The cost of government measures to support the consumption and production of fossil fuels dropped by almost a third last year as energy prices declined from record highs in 2022, according to a new report published today by the OECD. But the level of fiscal support remained higher than the historical average despite government pledges to reduce carbon emissions.

In an analysis of 82 economies, data from the OECD and the IEA found that government support for fossil fuels fell to an estimated $1.1 trillion in 2023 from $1.6 trillion a year earlier. Although energy prices were lower last year than in 2022, countries maintained various fiscal measures to both stimulate fossil fuel production and reduce the burden of high energy costs for consumers, the OECD said.

The measures are in the form of direct payments by governments to individual recipients, tax concessions and price support. The latter includes "direct price regulation, pricing formulas, border controls or taxes, and domestic purchase or supply mandates", the OECD said.

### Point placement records

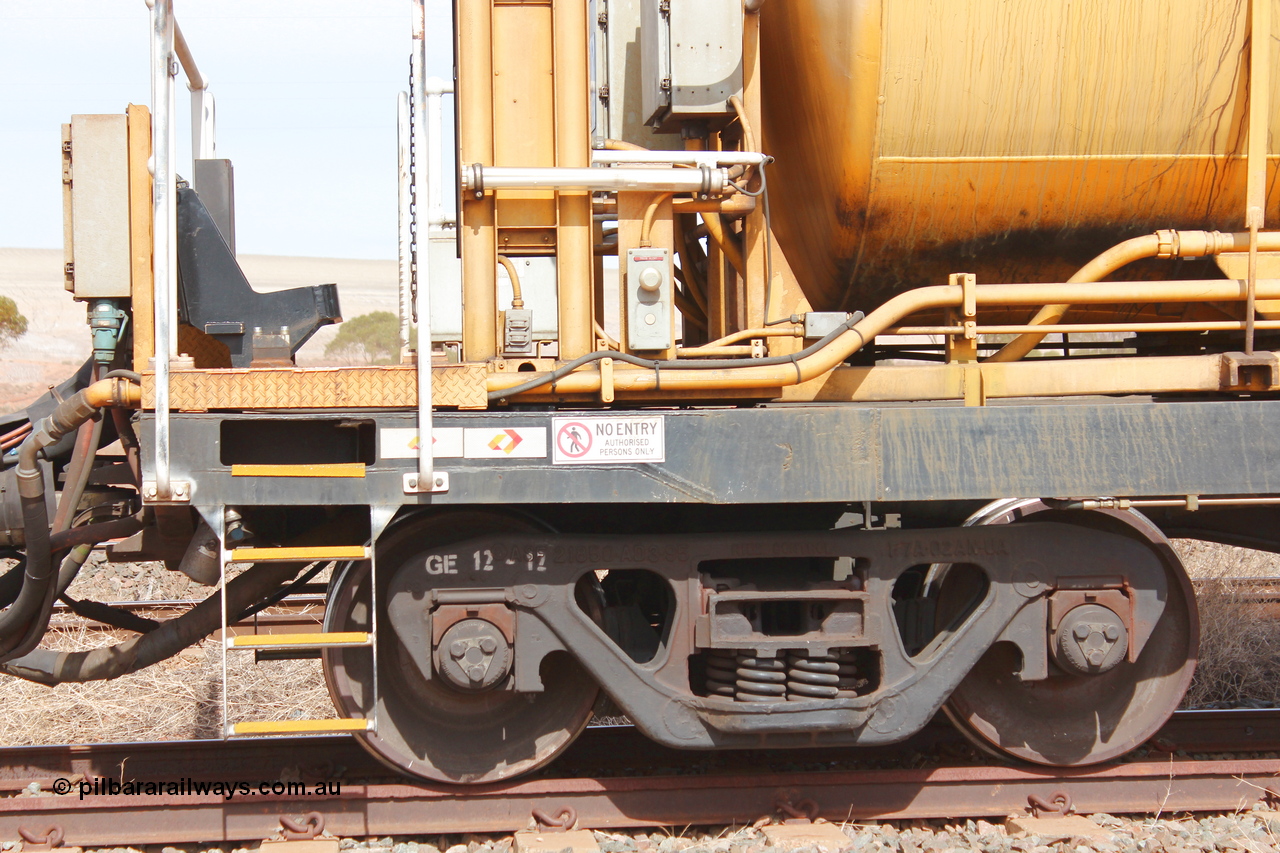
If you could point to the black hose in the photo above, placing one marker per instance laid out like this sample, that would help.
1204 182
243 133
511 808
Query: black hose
33 602
114 616
46 666
24 621
676 364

### EXERCISE DETAILS
Render this sentence from the passage about fossil fuel support into Spanish: "The measures are in the form of direct payments by governments to individual recipients, tax concessions and price support." Rely only on the passage about fossil fuel support.

### THE REPLY
Las medidas adoptan la forma de pagos directos de los gobiernos a beneficiarios individuales, concesiones fiscales y apoyo a los precios.